What to do: Could you write out the records below exactly as they appear?
-.-.-
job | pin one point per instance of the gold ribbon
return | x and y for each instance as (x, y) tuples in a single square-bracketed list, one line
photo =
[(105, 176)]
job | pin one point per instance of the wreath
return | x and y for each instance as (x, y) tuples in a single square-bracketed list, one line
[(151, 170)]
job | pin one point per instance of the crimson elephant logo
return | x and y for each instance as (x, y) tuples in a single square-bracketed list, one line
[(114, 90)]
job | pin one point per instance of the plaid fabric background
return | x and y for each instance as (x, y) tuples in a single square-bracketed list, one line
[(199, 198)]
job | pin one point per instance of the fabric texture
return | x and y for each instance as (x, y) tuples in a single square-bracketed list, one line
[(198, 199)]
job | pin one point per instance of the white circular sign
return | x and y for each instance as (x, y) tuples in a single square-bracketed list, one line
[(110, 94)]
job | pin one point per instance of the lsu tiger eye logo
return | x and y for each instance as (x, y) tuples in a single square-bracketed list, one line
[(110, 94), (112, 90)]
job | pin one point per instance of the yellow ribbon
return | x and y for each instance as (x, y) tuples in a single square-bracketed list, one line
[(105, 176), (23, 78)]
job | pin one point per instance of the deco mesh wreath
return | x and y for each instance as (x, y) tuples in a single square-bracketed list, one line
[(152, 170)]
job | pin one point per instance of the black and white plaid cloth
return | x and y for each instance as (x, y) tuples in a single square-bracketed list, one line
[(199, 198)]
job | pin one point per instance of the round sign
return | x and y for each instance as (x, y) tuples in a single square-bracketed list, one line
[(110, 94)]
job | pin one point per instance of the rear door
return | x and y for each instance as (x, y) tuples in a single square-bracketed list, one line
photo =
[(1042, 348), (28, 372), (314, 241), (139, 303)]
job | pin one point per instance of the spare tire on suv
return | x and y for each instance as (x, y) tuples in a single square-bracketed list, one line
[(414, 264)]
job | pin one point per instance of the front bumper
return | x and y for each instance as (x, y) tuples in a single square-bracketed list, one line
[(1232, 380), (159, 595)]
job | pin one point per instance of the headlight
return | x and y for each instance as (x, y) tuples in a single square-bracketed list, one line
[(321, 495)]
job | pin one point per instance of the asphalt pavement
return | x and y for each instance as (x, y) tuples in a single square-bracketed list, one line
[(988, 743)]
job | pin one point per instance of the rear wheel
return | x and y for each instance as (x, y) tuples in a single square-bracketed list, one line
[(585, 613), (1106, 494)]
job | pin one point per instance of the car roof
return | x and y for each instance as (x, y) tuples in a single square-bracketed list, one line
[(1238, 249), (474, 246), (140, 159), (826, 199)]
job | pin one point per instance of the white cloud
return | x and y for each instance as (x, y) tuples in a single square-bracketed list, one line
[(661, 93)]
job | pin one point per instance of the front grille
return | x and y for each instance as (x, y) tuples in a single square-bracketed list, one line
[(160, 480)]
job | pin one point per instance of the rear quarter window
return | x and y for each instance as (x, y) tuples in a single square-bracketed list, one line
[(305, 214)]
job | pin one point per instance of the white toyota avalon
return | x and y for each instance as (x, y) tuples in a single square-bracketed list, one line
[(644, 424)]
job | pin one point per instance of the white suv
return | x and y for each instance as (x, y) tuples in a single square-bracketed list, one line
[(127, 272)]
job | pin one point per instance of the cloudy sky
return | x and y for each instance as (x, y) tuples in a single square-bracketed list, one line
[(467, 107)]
-.-.-
Result of this task:
job | pin one point per instance of the gold ribbon
return | x and y for each instance as (x, y) tuples in a single square-bracketed list, one line
photo =
[(105, 176)]
job | pin one point per instance of the wreath
return | x and y for each instance as (x, y) tuples in a single square-bracketed list, one line
[(151, 170)]
job | pin one point per instance of the crimson elephant logo
return | x and y for each instance as (x, y) tuples in a single square-bracketed list, one line
[(114, 90)]
job | pin one point per instance of the plaid fabric background
return | x and y for each instance as (x, y) tuples in a single square-bracketed list, one line
[(199, 198)]
job | pin one point per instance of the fabric texture
return | x and y for each instance as (x, y) tuples in a single square-bracketed list, one line
[(198, 199)]
job | pin one point per instance of the white circular sign
return | x and y for each instance as (x, y) tuples in a single square-bracketed list, one line
[(110, 94)]
job | pin one point per instance of the lsu tiger eye logo
return | x and y for each instance as (x, y) tuples in a single square-bracketed list, one line
[(110, 94), (112, 90)]
job | pin one point per instance of the yellow ribbon
return | x and y for each instance as (x, y) tuples in a single square-bracketed list, one line
[(105, 176), (23, 78)]
job | pin one point per instance of the deco mesh wreath
return | x and y for each instance as (x, y) tuples in a single square-bracketed list, one line
[(152, 170)]
job | pin one point per instance of the black and white plaid cloth
return | x and y for each instance as (x, y) tuples in a single square-bracketed list, one line
[(199, 198)]
job | pin one point per instance of the round sign
return | x and y for each instance as (x, y) tuples in a single square-bracketed list, one line
[(110, 94)]
job | pin one point per instance of the rear door
return | x and y for each instance as (x, y) tuples in a single square-bracketed list, one line
photo =
[(1042, 348), (28, 372), (314, 241), (139, 303)]
job | pin one point per instance of the spare tire on suv
return | x and y for each instance as (x, y) tuples in a single square-bracketed list, one line
[(414, 264)]
job | pin one point per instance of the front bumper
return | x and y for each instance as (x, y) tuples in a single square-bracketed list, one line
[(1232, 380), (159, 595)]
job | pin one point per instance of the headlight
return | x and y for each instance as (x, y) tuples in a single square-bracketed list, one line
[(321, 495)]
job | pin one point per instance of the asphalt pavement
return | x and y for each instance as (x, y) tuples in a single square-bracketed list, one line
[(988, 743)]
job | pin one point per instance of the rear wheel
return | x and y for each instance as (x, y) tuples in a single square-bracketed list, one line
[(585, 613), (1106, 494)]
job | pin one point per instance of the car roof
return | x and y for each instance as (x, y) tuples in a single square-bracketed list, one line
[(1238, 249), (474, 246), (140, 159), (826, 199)]
job | pin one point per instance of the white cloud
return | x and y for each instance as (x, y) tuples in a single square-bracketed list, one line
[(661, 93)]
job | pin one point per instance of the front grille
return | x and y for each instance as (x, y) tuples in a single square-bracketed list, one line
[(160, 480)]
job | pin one point per instance of the rear quarter window
return | x and y for each instance as (x, y) tuples in a single square-bracketed list, one line
[(305, 214)]
job | pin one point per instance of the white toyota avalon
return | x and y for each instance as (x, y) tuples in a single square-bracketed list, one line
[(644, 424)]
job | pin one point per instance of the white suv
return | x and y for each instance as (x, y) tuples in a single square-bracketed list, one line
[(127, 272)]
job | pin one point per instance of the cloudy sky
return | x and y for each instance as (x, y) tuples in a single square-bracketed list, one line
[(467, 107)]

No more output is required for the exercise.